(What you will do): Which lines below contain the word "instance"? Copy each one.

(Entries supplied):

········

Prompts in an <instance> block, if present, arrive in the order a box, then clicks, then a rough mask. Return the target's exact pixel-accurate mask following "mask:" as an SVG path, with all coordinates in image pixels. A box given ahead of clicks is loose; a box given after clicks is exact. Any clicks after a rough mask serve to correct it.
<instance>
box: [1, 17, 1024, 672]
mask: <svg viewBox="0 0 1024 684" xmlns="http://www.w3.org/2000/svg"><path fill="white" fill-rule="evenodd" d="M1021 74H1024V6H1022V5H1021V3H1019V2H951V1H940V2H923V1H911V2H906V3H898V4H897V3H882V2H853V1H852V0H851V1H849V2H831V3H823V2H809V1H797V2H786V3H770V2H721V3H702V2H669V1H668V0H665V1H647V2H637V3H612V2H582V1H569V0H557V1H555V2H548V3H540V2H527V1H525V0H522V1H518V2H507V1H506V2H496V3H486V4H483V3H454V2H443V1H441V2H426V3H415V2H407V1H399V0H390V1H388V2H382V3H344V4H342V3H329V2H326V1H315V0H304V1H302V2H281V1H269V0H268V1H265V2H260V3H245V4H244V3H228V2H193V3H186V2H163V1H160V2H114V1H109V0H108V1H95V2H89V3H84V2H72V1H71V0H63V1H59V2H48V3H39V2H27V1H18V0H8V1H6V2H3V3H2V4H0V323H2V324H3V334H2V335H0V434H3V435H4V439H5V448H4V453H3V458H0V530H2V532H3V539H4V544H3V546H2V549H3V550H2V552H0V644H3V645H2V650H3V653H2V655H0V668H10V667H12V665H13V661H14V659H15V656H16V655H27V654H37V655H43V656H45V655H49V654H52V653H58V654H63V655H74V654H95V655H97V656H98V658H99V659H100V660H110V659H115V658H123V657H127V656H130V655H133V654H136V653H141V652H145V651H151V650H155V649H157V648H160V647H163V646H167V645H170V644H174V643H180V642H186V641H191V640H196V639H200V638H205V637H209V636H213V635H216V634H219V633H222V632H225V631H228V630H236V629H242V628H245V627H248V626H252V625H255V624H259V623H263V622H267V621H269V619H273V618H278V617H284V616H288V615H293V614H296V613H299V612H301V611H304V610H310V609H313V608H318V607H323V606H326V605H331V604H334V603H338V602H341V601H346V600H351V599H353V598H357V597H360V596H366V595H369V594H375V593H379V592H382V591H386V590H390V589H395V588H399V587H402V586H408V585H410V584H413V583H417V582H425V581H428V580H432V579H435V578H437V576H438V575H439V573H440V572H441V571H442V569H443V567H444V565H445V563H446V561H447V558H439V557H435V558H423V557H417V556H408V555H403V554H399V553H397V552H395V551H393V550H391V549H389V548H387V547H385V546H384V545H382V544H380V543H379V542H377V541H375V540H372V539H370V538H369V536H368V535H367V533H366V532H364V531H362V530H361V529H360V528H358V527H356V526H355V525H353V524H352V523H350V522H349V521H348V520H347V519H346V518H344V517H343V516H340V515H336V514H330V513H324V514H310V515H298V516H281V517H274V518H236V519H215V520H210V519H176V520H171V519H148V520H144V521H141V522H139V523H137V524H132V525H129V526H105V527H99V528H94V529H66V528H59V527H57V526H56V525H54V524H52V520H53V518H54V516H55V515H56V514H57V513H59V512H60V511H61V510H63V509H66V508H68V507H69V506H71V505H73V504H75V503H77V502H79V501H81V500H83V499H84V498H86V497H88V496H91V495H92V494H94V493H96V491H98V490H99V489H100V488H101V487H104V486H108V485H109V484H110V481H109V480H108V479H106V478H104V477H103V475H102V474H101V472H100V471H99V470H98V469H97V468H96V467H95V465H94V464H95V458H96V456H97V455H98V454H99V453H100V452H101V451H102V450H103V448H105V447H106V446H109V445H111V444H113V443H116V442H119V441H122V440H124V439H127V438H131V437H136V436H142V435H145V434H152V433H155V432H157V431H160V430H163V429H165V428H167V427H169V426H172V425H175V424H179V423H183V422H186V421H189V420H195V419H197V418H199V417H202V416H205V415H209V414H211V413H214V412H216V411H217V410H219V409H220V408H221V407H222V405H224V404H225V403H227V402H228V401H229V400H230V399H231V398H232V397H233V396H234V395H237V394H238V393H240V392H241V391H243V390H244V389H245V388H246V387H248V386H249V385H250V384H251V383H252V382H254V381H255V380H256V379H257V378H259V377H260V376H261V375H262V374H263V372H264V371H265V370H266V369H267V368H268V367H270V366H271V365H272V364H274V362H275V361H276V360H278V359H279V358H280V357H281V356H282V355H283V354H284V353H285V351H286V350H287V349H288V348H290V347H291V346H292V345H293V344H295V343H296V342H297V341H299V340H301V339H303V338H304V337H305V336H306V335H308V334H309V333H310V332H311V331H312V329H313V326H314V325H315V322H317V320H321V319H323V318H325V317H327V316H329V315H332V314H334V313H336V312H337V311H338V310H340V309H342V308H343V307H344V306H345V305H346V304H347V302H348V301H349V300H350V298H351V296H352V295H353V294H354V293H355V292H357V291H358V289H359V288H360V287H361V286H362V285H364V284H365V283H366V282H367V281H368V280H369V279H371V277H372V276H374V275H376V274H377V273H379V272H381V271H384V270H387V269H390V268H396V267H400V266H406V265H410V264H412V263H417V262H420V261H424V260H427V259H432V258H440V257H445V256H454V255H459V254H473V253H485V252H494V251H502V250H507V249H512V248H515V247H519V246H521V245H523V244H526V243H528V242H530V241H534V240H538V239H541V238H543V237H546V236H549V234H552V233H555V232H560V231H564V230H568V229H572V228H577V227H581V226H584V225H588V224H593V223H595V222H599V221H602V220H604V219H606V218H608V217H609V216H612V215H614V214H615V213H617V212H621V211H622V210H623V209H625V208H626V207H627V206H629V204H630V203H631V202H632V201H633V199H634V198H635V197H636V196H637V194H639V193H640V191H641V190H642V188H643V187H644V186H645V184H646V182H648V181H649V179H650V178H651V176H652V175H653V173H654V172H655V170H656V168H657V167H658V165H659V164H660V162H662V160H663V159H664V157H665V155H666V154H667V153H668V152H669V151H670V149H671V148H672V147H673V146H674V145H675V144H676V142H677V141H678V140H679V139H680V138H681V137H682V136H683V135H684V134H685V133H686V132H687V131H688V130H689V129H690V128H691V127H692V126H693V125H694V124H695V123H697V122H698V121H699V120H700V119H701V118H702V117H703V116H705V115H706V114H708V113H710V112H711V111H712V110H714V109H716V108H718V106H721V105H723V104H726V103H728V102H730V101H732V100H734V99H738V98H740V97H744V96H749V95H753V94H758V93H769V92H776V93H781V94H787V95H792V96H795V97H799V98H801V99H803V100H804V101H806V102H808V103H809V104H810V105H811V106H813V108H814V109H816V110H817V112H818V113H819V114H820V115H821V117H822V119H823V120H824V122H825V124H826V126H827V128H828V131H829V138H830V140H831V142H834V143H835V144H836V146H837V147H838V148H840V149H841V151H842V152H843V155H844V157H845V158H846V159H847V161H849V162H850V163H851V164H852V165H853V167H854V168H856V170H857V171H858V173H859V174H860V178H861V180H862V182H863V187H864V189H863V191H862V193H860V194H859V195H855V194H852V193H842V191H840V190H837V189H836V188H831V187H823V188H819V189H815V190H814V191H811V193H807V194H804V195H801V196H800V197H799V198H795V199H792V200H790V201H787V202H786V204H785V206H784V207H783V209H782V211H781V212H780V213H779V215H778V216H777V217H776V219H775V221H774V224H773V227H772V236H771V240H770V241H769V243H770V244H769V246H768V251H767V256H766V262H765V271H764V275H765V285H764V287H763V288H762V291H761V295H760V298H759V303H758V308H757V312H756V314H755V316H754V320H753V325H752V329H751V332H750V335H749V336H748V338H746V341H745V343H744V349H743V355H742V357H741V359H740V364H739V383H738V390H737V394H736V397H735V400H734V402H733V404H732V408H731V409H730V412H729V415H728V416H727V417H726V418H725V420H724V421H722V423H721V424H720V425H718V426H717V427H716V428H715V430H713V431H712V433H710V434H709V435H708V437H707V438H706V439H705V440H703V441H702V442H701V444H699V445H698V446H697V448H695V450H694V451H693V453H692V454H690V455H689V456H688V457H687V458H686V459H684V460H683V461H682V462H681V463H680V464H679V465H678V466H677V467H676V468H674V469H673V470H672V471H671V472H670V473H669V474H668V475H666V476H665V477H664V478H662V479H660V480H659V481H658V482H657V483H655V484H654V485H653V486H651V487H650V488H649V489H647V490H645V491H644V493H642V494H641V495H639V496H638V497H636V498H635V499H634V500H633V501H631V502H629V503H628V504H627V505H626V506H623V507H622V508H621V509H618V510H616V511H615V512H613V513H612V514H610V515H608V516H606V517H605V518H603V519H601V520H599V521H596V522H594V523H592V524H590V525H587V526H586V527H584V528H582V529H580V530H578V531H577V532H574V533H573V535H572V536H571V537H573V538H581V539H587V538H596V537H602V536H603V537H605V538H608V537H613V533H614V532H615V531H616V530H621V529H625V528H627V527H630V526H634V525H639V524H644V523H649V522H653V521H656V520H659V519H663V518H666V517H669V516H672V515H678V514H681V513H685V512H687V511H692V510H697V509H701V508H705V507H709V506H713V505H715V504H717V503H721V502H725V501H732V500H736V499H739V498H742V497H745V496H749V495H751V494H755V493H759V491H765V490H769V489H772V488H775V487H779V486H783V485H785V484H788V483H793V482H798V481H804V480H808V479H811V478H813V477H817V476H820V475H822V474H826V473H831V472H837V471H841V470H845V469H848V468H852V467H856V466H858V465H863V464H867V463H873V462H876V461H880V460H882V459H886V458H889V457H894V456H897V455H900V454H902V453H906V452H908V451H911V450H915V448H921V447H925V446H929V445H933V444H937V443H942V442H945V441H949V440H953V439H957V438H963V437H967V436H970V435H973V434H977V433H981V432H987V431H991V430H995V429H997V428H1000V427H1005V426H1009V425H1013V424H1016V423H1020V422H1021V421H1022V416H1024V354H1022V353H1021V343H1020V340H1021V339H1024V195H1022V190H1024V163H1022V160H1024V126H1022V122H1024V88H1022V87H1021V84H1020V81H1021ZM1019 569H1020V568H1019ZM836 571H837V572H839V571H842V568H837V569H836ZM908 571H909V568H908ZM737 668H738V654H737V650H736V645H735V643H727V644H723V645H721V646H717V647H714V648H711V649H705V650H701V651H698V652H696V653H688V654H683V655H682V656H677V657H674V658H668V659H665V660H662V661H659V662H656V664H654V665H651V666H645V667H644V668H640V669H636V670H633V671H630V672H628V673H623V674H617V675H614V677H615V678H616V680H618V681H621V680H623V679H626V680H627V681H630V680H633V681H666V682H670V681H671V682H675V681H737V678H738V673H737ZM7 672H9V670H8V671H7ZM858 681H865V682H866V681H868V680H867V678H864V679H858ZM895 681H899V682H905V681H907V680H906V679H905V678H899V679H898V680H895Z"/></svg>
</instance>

········

(Answer box):
Prompts in an <instance> block, if present, arrive in the order a box, then clicks, then a rough mask. Return the target's exact pixel-accurate mask following "mask:" as an SVG path, with all coordinates in image pixels. A box given ahead of clicks is loose; a box given after clicks is exact. Any clicks after a rough mask serve to correct it.
<instance>
</instance>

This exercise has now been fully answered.